> _PROBLEM TO SOLVE_
Show each line of the items below that contains the word "stem", copied in full.

> _PROVIDED INFORMATION_
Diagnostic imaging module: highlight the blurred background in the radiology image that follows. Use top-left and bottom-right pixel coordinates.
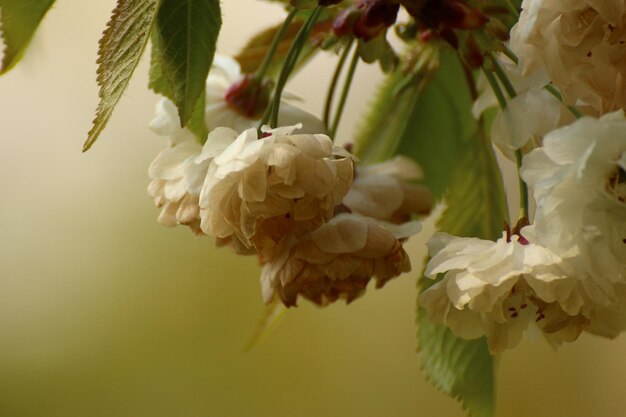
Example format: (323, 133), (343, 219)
(0, 0), (626, 417)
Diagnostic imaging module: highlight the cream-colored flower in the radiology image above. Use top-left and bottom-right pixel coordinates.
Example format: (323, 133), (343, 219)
(511, 0), (626, 113)
(343, 155), (433, 223)
(522, 111), (626, 306)
(150, 54), (325, 137)
(261, 213), (420, 307)
(148, 128), (237, 235)
(420, 229), (589, 352)
(200, 126), (354, 249)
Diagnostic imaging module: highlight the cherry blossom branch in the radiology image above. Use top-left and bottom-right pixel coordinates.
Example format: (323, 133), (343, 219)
(324, 39), (352, 129)
(263, 6), (323, 127)
(254, 7), (298, 81)
(329, 46), (360, 140)
(484, 63), (528, 219)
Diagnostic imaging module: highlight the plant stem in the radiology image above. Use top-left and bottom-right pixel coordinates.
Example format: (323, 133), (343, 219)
(324, 39), (352, 129)
(262, 6), (322, 127)
(491, 57), (517, 98)
(515, 149), (528, 219)
(254, 7), (298, 81)
(330, 43), (360, 140)
(485, 64), (528, 219)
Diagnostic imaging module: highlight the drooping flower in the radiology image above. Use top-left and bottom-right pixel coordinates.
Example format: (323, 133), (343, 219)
(522, 111), (626, 312)
(200, 125), (354, 249)
(511, 0), (626, 114)
(343, 156), (433, 223)
(150, 54), (325, 137)
(420, 229), (589, 352)
(261, 213), (420, 307)
(148, 128), (237, 235)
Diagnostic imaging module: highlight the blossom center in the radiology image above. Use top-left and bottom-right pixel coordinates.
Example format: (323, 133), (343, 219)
(606, 167), (626, 203)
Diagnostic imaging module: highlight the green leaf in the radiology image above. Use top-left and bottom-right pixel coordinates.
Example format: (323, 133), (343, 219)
(153, 0), (222, 126)
(0, 0), (54, 74)
(83, 0), (159, 152)
(357, 53), (506, 417)
(148, 35), (209, 144)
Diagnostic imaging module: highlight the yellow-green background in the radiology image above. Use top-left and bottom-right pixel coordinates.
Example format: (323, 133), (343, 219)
(0, 0), (626, 417)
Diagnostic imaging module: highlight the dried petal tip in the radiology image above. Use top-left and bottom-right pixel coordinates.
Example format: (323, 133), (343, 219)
(261, 213), (419, 307)
(200, 126), (353, 250)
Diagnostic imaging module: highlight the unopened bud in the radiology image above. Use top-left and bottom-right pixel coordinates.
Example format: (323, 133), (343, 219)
(224, 74), (272, 119)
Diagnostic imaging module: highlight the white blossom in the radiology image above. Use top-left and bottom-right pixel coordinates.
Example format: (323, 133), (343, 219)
(522, 111), (626, 316)
(200, 126), (353, 249)
(261, 213), (420, 307)
(511, 0), (626, 113)
(472, 55), (574, 159)
(148, 128), (237, 235)
(343, 155), (432, 223)
(420, 229), (589, 352)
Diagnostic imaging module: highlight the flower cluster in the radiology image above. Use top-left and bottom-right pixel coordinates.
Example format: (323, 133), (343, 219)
(420, 0), (626, 352)
(511, 0), (626, 114)
(148, 57), (432, 306)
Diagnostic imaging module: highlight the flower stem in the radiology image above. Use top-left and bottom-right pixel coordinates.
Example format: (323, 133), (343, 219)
(324, 39), (352, 129)
(485, 60), (528, 219)
(254, 7), (298, 81)
(260, 6), (322, 127)
(491, 57), (517, 98)
(515, 149), (528, 219)
(330, 43), (360, 140)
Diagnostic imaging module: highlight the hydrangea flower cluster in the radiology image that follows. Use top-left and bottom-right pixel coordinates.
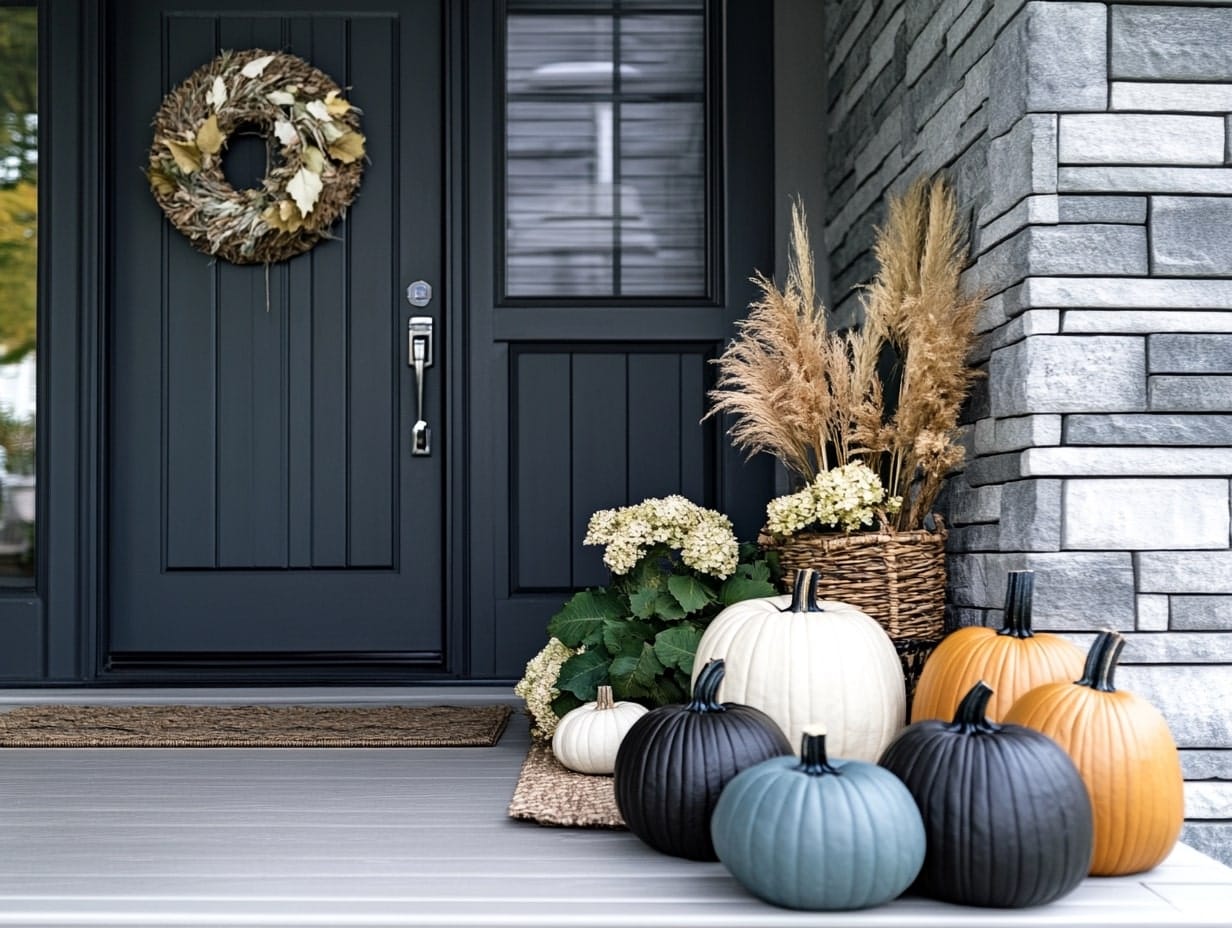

> _REPLY_
Diagnostic imaging module: highlight the plant stem in the radiology image above. Use top-left and bottom-right pixel coordinates.
Diagnostic imaging module: highlight the flower stem in the radiology image above. Use top-left and bottom-right pixel coordinates.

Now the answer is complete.